Look below for the line containing "of the hotel". Reproduce it and every line after it exactly, and nothing more.

### Saved entries

= Beginning of Section =

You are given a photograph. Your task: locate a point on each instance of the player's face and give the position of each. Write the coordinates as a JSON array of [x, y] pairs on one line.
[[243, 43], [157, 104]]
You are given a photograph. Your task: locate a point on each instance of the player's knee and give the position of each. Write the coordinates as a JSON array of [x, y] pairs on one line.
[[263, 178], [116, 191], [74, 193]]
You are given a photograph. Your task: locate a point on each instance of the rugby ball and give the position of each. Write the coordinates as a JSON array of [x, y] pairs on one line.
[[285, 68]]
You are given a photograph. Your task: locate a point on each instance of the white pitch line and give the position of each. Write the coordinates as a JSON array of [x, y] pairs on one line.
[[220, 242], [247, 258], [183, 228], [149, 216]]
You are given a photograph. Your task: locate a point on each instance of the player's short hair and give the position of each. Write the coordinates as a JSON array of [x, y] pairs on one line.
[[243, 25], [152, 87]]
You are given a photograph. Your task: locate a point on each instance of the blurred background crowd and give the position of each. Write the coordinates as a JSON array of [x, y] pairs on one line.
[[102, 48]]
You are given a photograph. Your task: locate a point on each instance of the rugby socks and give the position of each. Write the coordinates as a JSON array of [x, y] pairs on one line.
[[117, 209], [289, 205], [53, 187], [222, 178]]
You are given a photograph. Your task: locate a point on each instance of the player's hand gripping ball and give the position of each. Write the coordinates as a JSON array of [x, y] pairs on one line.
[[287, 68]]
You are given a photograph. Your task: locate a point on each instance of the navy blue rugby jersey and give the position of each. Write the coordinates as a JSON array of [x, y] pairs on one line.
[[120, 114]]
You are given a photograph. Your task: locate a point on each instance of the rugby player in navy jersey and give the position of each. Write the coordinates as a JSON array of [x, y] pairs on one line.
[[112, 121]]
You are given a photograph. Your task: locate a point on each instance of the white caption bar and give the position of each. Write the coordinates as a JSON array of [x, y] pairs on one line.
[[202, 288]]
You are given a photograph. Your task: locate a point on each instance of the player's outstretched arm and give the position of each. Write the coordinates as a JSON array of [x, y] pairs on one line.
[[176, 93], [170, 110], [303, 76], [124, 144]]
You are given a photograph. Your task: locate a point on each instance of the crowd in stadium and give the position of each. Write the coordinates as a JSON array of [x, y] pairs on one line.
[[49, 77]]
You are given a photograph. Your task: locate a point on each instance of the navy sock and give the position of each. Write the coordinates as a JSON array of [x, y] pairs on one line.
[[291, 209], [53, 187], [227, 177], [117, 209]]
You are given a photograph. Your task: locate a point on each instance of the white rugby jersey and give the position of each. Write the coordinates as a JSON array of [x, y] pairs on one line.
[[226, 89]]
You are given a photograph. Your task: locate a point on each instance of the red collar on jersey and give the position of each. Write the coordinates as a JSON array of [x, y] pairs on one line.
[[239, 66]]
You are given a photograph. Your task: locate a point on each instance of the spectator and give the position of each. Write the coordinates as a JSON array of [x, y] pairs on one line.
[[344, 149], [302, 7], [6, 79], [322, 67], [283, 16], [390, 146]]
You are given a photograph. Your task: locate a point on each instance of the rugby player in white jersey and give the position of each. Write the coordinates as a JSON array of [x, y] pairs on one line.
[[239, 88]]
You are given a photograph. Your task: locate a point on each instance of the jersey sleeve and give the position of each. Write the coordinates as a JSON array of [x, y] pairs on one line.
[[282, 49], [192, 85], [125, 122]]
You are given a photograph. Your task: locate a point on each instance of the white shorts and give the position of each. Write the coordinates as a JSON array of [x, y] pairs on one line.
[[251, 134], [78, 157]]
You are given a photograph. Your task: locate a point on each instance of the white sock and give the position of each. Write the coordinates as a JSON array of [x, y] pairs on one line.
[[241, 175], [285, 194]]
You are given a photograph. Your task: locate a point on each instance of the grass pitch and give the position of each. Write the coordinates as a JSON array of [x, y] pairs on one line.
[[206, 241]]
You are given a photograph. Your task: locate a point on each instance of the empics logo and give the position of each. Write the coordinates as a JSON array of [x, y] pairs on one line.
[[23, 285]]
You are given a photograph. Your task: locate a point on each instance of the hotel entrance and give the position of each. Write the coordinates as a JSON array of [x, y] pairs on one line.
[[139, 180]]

= End of Section =

### Result of this exercise
You are given a photograph. Your task: locate a point on each instance of the hotel entrance and give the position of each. Write the coordinates as a JSON array of [x, y] pairs on one line.
[[139, 180]]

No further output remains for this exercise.